[Pointing dataset excerpts]
+++++
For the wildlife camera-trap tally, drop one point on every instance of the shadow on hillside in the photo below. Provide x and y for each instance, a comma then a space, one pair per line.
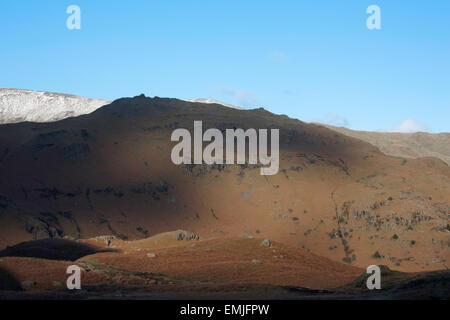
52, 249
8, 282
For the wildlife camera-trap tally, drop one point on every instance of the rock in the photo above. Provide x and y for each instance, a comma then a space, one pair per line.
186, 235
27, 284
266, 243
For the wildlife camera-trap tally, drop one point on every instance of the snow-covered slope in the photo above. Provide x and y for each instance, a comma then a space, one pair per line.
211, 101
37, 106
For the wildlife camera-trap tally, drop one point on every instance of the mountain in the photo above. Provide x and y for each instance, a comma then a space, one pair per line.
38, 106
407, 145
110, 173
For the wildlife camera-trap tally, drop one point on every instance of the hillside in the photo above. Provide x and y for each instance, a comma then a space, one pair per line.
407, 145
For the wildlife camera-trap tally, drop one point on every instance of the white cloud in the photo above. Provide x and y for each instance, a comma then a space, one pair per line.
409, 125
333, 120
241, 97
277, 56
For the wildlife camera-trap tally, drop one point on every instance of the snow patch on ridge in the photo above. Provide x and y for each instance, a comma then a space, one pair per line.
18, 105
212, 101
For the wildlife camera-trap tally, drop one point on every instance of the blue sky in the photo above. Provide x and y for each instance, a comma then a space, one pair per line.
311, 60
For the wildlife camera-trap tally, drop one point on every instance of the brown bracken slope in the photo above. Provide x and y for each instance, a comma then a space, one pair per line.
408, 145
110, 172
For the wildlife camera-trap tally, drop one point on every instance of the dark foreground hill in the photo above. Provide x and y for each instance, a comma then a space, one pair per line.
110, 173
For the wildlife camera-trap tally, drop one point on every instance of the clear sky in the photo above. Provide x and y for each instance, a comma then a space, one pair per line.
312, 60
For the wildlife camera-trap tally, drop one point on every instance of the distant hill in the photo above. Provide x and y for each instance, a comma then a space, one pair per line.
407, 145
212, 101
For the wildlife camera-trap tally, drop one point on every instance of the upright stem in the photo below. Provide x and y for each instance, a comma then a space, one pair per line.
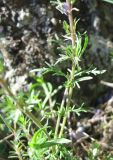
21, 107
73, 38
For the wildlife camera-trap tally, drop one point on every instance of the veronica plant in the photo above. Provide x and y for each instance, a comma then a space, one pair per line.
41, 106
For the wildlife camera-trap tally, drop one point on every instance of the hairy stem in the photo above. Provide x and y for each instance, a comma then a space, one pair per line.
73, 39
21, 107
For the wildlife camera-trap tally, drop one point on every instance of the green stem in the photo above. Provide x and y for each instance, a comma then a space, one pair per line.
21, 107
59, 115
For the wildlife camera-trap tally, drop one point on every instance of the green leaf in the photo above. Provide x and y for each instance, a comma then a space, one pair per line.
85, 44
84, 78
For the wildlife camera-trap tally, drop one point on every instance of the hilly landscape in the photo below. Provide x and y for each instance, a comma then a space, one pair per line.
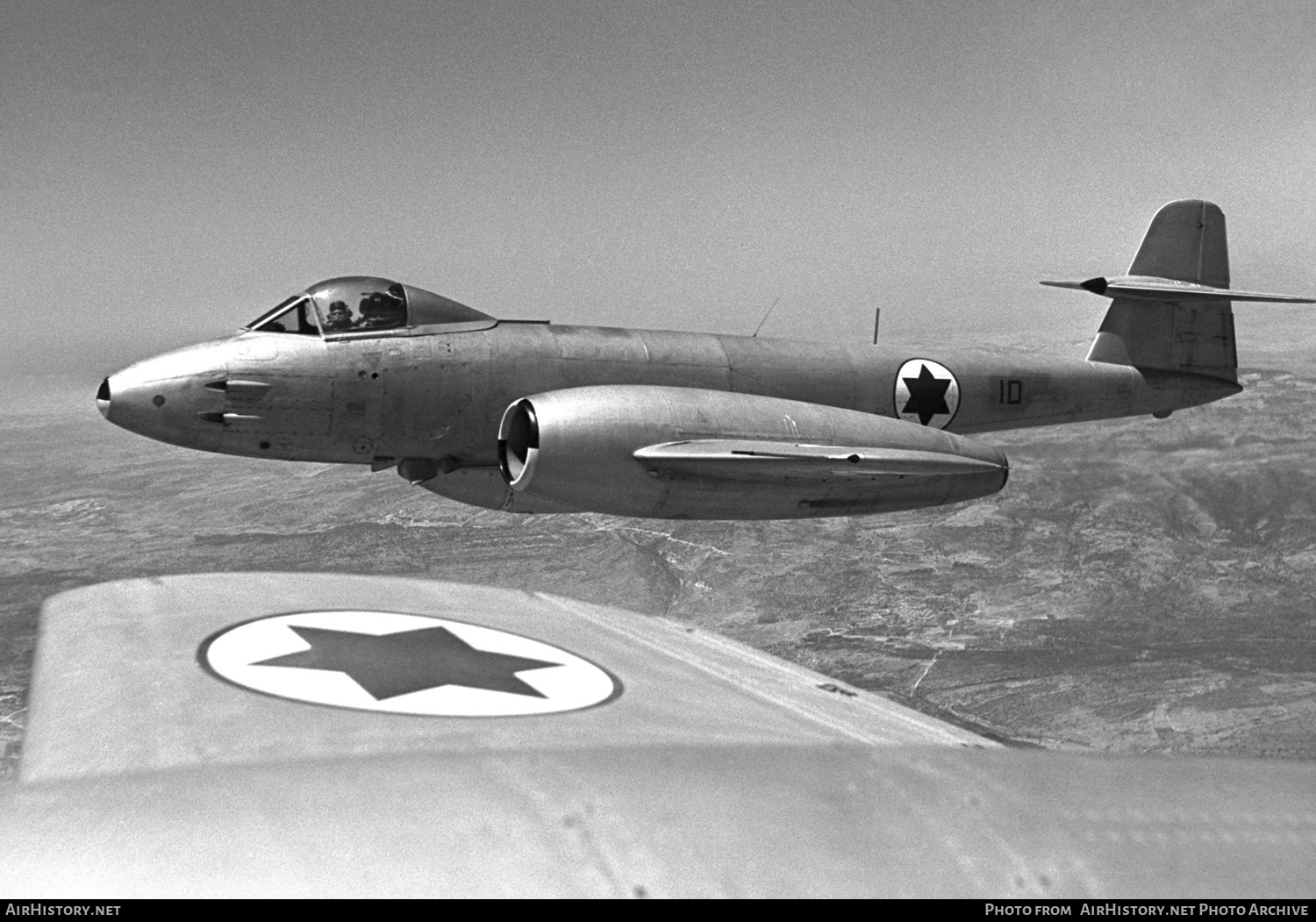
+++++
§ **JOB**:
Set down the lines of the records above exactly, apart from the pictures.

§ **REPLY TO THE TASK**:
For the wildlife camera-trap tally, drop one point on every instance of the shadow on hillside in the photo below. Provide x and y for each instance, a comma then a space, one pair per line.
52, 249
8, 282
For the wildlife camera-trap tally, drop one point on every instance of the rock in the photo above. Provide x and y for each instance, a comma then a space, one pair per line.
186, 235
27, 284
266, 243
For the wildlife camera-trap tally, drop one point on every instance of the snow-covered slope in the photo above. Provide x and y for each instance, a comma then a space, one pair per line.
211, 101
37, 106
For the wildlife camera-trap tally, drop one point on every instance of the mountain in the photo above. Provide x and y for each instance, a comma then a space, one pair per line.
38, 106
407, 145
110, 173
For the wildlife camera-trap tally, drop one point on every instance of the hillside in the photo above. Provide x and y for each instance, a comma then a space, one pair per line.
407, 145
For the wildlife camera-trap tally, drop one point on every instance of the white cloud in the photo above. Provide x and y for each instance, a comma then a space, one pair per line.
409, 125
333, 120
241, 97
277, 56
For the wildlife camera-trap tally, drop one point on every instance of the snow patch on ridge in the photo above. Provide x and y for each instance, a comma then a space, one pair per line.
18, 105
212, 101
For the wildlife camera-trap tally, drop one point on every instance of the blue sky in the photo above. Provide x and y for each instance, a comma then a space, one pair per line.
311, 60
For the wildlife camera-trap tally, drop one point on every instance of the brown bracken slope in the photo above. Provide x and y for each instance, a comma then a space, one pair per line.
408, 145
110, 172
For the wildlife camera-trap tally, drop one point on every instance of the dark foreground hill in the photo above. Provide x and y for each instance, a comma then a space, one pair per line.
110, 173
For the wildlife camera-trap tally, drop one point on every instance of the clear sky in the photo above. Provide x and y for each instance, a comma then a space, one pair per line.
312, 60
For the wildlife camera-trap tally, drop one point on every instance of the distant hill in the photo above. Provide x and y for each instance, a comma then a space, one pair per line.
407, 145
212, 101
For the wildlife camera-trap tally, drop one point on every instance of the upright stem in the photo below. Provide x and y for each instance, a comma then a space, one pair per line.
21, 107
73, 38
For the wildlife camera-trap tally, drop one point on every instance of the veronica plant in the photo above. Provide x and y for each instance, a comma then a space, one pair per line.
41, 106
For the wildlife camera-trap tally, drop one point on every instance of the hairy stem in the photo above. Provide x and y for each instance, a comma then a space, one pair per line.
73, 39
21, 107
For the wildlife camera-trap tally, drop one point on every instance of the green stem in the photo above. Provide x and y for each instance, a comma then a space, one pair per line.
21, 107
59, 115
For the wildlife camera-trap tally, drop one point on every instance of the green leaf in the photo above. Provide x and y for each instance, a comma then a space, one pair per line.
85, 44
84, 78
For the wildlife camera-trap tally, drop one point on every instance of the hilly landscape in the photo below. Provide x and y for each instance, a comma then a space, one pair per line.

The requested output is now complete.